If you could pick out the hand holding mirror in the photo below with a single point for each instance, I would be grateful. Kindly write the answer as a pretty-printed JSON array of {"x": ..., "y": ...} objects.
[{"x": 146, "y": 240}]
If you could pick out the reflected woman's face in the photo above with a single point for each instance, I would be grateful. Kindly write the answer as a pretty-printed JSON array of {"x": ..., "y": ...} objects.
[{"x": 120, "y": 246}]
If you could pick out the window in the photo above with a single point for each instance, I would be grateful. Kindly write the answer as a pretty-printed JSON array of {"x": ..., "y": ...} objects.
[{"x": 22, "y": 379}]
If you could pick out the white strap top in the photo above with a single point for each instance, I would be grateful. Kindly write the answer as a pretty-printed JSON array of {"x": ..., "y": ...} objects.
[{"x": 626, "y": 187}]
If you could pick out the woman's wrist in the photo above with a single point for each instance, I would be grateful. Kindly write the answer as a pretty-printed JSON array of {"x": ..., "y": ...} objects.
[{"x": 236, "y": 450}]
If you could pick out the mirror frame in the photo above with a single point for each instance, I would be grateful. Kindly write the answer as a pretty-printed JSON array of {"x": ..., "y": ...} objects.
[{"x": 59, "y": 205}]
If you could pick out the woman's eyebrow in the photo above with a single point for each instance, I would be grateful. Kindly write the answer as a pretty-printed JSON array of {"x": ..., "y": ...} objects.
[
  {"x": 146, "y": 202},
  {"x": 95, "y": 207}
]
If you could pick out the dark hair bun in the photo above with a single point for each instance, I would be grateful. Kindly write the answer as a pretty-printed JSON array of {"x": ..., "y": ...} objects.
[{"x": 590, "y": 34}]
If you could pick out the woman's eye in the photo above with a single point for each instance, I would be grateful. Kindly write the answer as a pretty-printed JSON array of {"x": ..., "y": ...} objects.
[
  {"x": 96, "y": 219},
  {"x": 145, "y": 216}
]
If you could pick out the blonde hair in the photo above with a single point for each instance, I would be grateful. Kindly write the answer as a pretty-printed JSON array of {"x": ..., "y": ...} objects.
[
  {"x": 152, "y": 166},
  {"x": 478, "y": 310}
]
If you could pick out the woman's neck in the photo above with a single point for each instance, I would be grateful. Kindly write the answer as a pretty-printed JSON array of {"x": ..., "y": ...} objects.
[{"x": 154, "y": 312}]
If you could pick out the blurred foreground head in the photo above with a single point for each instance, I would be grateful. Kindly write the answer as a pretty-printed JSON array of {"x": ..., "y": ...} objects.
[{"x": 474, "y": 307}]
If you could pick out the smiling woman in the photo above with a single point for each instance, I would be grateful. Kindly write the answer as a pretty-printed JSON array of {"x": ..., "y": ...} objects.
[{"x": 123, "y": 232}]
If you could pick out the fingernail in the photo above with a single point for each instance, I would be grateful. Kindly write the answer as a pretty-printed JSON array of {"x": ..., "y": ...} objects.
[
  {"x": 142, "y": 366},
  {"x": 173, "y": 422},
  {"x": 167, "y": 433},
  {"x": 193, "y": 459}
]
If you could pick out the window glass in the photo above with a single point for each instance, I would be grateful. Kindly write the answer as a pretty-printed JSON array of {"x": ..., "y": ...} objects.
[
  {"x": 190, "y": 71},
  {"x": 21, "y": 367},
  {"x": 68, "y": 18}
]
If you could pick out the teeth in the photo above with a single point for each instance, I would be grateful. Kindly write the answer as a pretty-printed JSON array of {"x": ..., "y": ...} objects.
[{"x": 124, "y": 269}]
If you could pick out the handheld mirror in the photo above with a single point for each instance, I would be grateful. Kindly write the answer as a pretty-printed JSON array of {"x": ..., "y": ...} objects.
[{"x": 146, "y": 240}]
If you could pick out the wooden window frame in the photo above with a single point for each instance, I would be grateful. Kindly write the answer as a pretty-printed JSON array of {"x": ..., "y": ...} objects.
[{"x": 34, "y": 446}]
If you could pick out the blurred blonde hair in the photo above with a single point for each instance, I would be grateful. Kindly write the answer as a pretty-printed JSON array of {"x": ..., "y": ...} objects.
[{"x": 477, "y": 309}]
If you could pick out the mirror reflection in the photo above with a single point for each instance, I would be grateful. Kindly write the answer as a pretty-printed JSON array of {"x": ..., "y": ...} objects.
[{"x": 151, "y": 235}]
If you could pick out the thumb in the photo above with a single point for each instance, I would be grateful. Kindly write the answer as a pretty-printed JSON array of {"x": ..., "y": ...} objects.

★ ★ ★ ★ ★ ★ ★

## EXERCISE
Produce a verbatim transcription of the entries above.

## ANSWER TO THE EXERCISE
If you could pick out the hand holding mirror in the photo below with a single point for each instance, I would be grateful. Kindly write the answer as a pretty-printed JSON array of {"x": ..., "y": ...} objects.
[{"x": 146, "y": 240}]
If you could pick out the reflected woman's face in the photo above with a single point for each instance, I would be grateful. Kindly write the answer as a pretty-printed JSON array of {"x": ..., "y": ...} objects.
[{"x": 120, "y": 246}]
If you could pick out the window in the photo above with a single point for each instance, I would be grateful. Kindly write the answer as a pretty-printed JSON array of {"x": ..., "y": ...} objects.
[{"x": 22, "y": 379}]
If you could pick out the white strap top in the photo above with a single point for each instance, I would be grateful. Kindly write the answer as a pretty-printed JSON array of {"x": ..., "y": ...} objects.
[{"x": 626, "y": 187}]
If you could pick out the woman's wrist in the photo above with a single point for each instance, I would be grateful. Kindly write the answer as a pretty-printed JSON array of {"x": ..., "y": ...} objects.
[{"x": 236, "y": 450}]
If you could pick out the mirror frame in the photo above with a single point for each instance, I would be grateful. Kindly write the answer as a pretty-printed JSON array of {"x": ..., "y": ...} objects.
[{"x": 59, "y": 205}]
If you could pick out the woman's eyebrow in the photo above with a single point for each instance, I would be grateful. Kindly write the answer as a pretty-printed JSON array of {"x": ..., "y": ...} objects.
[
  {"x": 146, "y": 202},
  {"x": 95, "y": 207}
]
If you could pick out the dark hair bun in the photo above with a single point for each instance, I would be grateful. Kindly write the answer as a pretty-printed JSON array of {"x": ..., "y": ...} objects.
[{"x": 590, "y": 34}]
If you could pick out the woman's eye in the photo above with a single point for each instance, I would be grateful. Kindly write the answer as a pretty-printed JSON array of {"x": ..., "y": ...} objects.
[
  {"x": 96, "y": 219},
  {"x": 145, "y": 216}
]
If you could pick out the blonde hair in the photo above with a single point for each instance, I would be grateful. Kindly write the answer as a pretty-printed JSON array of {"x": ..., "y": ...} objects.
[
  {"x": 152, "y": 166},
  {"x": 478, "y": 310}
]
If you could pick out the woman's neck in the photo above with a single point for each instance, I would be grateful. Kindly write the answer as a pretty-printed JSON array of {"x": ..., "y": ...} objects.
[{"x": 154, "y": 312}]
If you could pick out the blurred foreground head in the photo above with a single point for each instance, I would be grateful. Kindly write the answer as a pretty-printed JSON array of {"x": ..., "y": ...} objects.
[{"x": 474, "y": 307}]
If you could pick out the smiling woman in the photo above with a single point for each instance, I would be grateful. Kindly write the answer as a pretty-printed JSON array of {"x": ..., "y": ...} objects.
[{"x": 123, "y": 232}]
If you could pick out the fingernail in the photo above with a single point for each instance, I would be grateful. Kindly write the answer as a pretty-printed JSON array of {"x": ..., "y": ...} objects.
[
  {"x": 142, "y": 366},
  {"x": 173, "y": 422},
  {"x": 167, "y": 433},
  {"x": 193, "y": 459}
]
If you could pick out the window glass in the photo above with a single point for each instance, I would be grateful. Kindly write the answer as a pretty-printed JSON array of {"x": ..., "y": ...} objects.
[
  {"x": 190, "y": 71},
  {"x": 21, "y": 367},
  {"x": 68, "y": 18}
]
If you could pick out the teeth in the photo above with a single point for each instance, I would be grateful. Kindly write the answer as a pretty-printed JSON array of {"x": ..., "y": ...} objects.
[{"x": 124, "y": 269}]
If you could pick out the handheld mirror in the photo above with a single point for each instance, I would be grateful. Kindly write the answer as a pretty-printed JSON array of {"x": ..., "y": ...} objects.
[{"x": 146, "y": 240}]
If you could pick out the wooden window frame in the photo above with a single point for each instance, I would be grateful. Kindly write the answer as a pretty-printed JSON array of {"x": ..., "y": ...} objects.
[{"x": 34, "y": 446}]
If you could pick out the blurred blonde hair in the photo above with a single point for each instance, I would be grateful. Kindly write the answer as a pretty-printed JSON array of {"x": ..., "y": ...} objects.
[{"x": 477, "y": 309}]
If you could pick out the mirror reflection in the photo above with a single point for each instance, I would be grateful. Kindly write the answer as a pretty-printed JSON array of {"x": ..., "y": ...} objects.
[{"x": 151, "y": 235}]
If you could pick out the thumb in the photo above with a single point for each instance, I would be grateful. Kindly write the answer as a pretty-printed JSON array of {"x": ..., "y": ...} objects.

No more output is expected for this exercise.